Task statement.
Each entry below should be reproduced character for character.

▬▬▬▬▬▬▬▬▬▬

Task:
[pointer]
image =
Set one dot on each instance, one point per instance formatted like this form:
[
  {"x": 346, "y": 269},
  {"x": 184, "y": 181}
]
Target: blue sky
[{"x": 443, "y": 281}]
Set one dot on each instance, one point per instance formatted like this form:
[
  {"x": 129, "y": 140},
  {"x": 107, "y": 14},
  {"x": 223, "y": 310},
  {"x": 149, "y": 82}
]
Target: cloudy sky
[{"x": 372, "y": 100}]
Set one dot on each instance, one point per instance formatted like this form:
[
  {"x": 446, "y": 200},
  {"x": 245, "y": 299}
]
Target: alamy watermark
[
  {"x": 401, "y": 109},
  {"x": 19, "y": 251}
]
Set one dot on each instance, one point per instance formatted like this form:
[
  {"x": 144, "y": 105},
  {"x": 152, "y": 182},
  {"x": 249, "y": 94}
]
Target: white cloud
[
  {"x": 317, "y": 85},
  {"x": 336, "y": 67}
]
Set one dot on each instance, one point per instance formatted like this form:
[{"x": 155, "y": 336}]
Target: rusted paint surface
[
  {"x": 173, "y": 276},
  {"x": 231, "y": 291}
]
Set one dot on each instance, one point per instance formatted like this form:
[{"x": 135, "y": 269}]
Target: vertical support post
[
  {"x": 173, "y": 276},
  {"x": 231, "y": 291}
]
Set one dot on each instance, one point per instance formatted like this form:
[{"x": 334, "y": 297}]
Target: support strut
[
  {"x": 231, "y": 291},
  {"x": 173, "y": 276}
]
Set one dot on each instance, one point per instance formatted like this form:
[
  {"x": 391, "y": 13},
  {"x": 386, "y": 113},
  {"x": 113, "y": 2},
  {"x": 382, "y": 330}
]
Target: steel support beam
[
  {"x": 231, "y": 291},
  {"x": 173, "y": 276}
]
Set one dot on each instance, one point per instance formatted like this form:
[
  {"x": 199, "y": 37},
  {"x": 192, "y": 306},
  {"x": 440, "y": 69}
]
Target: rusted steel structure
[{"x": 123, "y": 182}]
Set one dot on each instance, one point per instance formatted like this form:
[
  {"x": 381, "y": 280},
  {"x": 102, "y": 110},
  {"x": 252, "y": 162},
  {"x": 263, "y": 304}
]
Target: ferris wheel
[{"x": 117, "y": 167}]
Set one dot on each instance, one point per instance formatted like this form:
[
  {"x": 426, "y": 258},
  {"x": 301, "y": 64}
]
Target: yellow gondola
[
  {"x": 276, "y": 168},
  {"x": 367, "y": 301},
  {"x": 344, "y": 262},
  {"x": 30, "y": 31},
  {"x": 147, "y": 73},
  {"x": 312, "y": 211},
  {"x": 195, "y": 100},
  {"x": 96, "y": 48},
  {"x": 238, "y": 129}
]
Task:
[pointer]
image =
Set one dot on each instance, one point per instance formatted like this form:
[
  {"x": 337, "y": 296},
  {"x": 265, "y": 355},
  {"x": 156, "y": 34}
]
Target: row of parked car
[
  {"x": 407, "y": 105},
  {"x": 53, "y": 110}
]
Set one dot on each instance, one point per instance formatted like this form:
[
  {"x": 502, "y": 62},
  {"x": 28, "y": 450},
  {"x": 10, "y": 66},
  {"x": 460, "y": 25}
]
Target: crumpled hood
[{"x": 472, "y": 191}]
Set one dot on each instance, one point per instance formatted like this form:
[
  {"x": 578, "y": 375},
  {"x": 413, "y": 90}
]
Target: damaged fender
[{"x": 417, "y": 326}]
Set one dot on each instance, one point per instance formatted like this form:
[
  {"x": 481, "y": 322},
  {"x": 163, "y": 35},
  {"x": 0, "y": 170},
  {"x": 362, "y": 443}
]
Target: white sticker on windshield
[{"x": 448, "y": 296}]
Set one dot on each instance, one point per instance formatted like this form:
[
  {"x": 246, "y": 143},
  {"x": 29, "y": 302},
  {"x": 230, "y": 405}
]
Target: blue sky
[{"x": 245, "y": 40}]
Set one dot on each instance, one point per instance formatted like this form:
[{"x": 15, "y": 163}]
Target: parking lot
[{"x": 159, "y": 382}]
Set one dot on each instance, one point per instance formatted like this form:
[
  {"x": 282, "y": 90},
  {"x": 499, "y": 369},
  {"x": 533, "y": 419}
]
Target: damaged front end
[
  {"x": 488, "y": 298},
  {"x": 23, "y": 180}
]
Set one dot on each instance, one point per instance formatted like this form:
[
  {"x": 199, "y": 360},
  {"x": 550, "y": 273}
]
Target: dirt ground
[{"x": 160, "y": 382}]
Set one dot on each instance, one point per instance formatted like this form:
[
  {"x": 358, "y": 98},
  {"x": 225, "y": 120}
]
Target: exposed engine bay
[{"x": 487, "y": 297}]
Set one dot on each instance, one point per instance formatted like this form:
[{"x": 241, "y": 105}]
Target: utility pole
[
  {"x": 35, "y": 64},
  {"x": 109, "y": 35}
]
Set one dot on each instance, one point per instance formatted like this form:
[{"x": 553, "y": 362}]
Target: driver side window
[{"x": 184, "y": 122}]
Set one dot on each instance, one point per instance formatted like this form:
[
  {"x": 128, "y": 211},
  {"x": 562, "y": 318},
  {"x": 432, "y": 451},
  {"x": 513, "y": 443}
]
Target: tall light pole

▬▬▬▬▬▬▬▬▬▬

Output of the task.
Task:
[pointer]
image =
Set one dot on each instance, one point per instance formatted like this form:
[
  {"x": 346, "y": 269},
  {"x": 184, "y": 181}
]
Target: blue sky
[{"x": 443, "y": 281}]
Set one dot on each instance, one point per instance formatted like this form:
[
  {"x": 129, "y": 140},
  {"x": 107, "y": 14},
  {"x": 223, "y": 310},
  {"x": 149, "y": 82}
]
Target: cloudy sky
[{"x": 372, "y": 100}]
Set one dot on each instance, one point per instance formatted like this form:
[
  {"x": 446, "y": 200},
  {"x": 245, "y": 299}
]
Target: alamy watermark
[
  {"x": 401, "y": 109},
  {"x": 19, "y": 251}
]
Set one dot on each instance, one point per instance formatted like this form:
[
  {"x": 144, "y": 105},
  {"x": 152, "y": 182},
  {"x": 249, "y": 94}
]
Target: white cloud
[
  {"x": 317, "y": 85},
  {"x": 336, "y": 67}
]
Set one dot on each instance, one point per instance formatted like this form:
[{"x": 155, "y": 336}]
Target: rusted paint surface
[
  {"x": 173, "y": 276},
  {"x": 231, "y": 291}
]
Set one dot on each instance, one point per instance formatted like this form:
[{"x": 135, "y": 269}]
Target: vertical support post
[
  {"x": 173, "y": 276},
  {"x": 231, "y": 291}
]
Set one dot on each instance, one point per instance formatted like this form:
[{"x": 334, "y": 297}]
Target: support strut
[
  {"x": 231, "y": 291},
  {"x": 173, "y": 276}
]
Set one dot on each instance, one point per instance formatted like this form:
[
  {"x": 391, "y": 13},
  {"x": 386, "y": 113},
  {"x": 113, "y": 2},
  {"x": 382, "y": 330}
]
Target: steel support beam
[
  {"x": 231, "y": 291},
  {"x": 173, "y": 276}
]
Set one dot on each instance, one point per instance formatted like this form:
[
  {"x": 199, "y": 37},
  {"x": 192, "y": 306},
  {"x": 440, "y": 69}
]
Target: rusted steel structure
[{"x": 123, "y": 182}]
Set one dot on each instance, one point per instance formatted like this form:
[
  {"x": 381, "y": 280},
  {"x": 102, "y": 110},
  {"x": 252, "y": 162},
  {"x": 263, "y": 304}
]
Target: ferris wheel
[{"x": 117, "y": 167}]
Set one dot on each instance, one point per instance formatted like this form:
[
  {"x": 426, "y": 258},
  {"x": 301, "y": 64}
]
Target: yellow gondola
[
  {"x": 276, "y": 168},
  {"x": 367, "y": 301},
  {"x": 344, "y": 262},
  {"x": 30, "y": 31},
  {"x": 147, "y": 73},
  {"x": 312, "y": 211},
  {"x": 195, "y": 100},
  {"x": 96, "y": 48},
  {"x": 238, "y": 129}
]
Task:
[pointer]
image =
Set one dot on each instance, one point per instance formatted like this form:
[
  {"x": 337, "y": 296},
  {"x": 265, "y": 355},
  {"x": 156, "y": 34}
]
Target: row of parked car
[
  {"x": 407, "y": 105},
  {"x": 53, "y": 110}
]
Set one dot on each instance, one point per instance formatted like this form:
[
  {"x": 502, "y": 62},
  {"x": 28, "y": 450},
  {"x": 10, "y": 66},
  {"x": 460, "y": 25}
]
Target: crumpled hood
[{"x": 472, "y": 191}]
Set one dot on each instance, one point per instance formatted like this form:
[
  {"x": 578, "y": 375},
  {"x": 413, "y": 90}
]
Target: damaged fender
[{"x": 417, "y": 326}]
Set one dot on each instance, one point per instance formatted like this form:
[
  {"x": 481, "y": 322},
  {"x": 163, "y": 35},
  {"x": 0, "y": 170},
  {"x": 362, "y": 443}
]
Target: white sticker on windshield
[{"x": 448, "y": 296}]
Set one dot on each instance, one point per instance formatted like this form:
[
  {"x": 246, "y": 143},
  {"x": 29, "y": 302},
  {"x": 230, "y": 405}
]
Target: blue sky
[{"x": 245, "y": 40}]
Set one dot on each instance, one point per instance formatted like this form:
[{"x": 15, "y": 163}]
Target: parking lot
[{"x": 159, "y": 382}]
Set one dot on each instance, one point per instance formatted like this form:
[
  {"x": 282, "y": 90},
  {"x": 499, "y": 369},
  {"x": 533, "y": 419}
]
Target: damaged front end
[
  {"x": 488, "y": 298},
  {"x": 23, "y": 180}
]
Set one dot on each instance, one point per instance formatted like this form:
[
  {"x": 199, "y": 360},
  {"x": 550, "y": 273}
]
Target: dirt ground
[{"x": 160, "y": 382}]
Set one dot on each instance, one point per instance formatted like this form:
[
  {"x": 358, "y": 98},
  {"x": 225, "y": 120}
]
Target: exposed engine bay
[{"x": 487, "y": 297}]
Set one dot on each instance, one point per instance formatted like this form:
[{"x": 241, "y": 105}]
Target: utility pole
[
  {"x": 35, "y": 64},
  {"x": 109, "y": 35}
]
Set one dot on each instance, one point per instance formatted like this form:
[{"x": 553, "y": 362}]
Target: driver side window
[{"x": 184, "y": 122}]
Set one dot on each instance, one point per instance formatted like this form:
[
  {"x": 128, "y": 211},
  {"x": 562, "y": 318},
  {"x": 432, "y": 451},
  {"x": 513, "y": 443}
]
Target: tall light pole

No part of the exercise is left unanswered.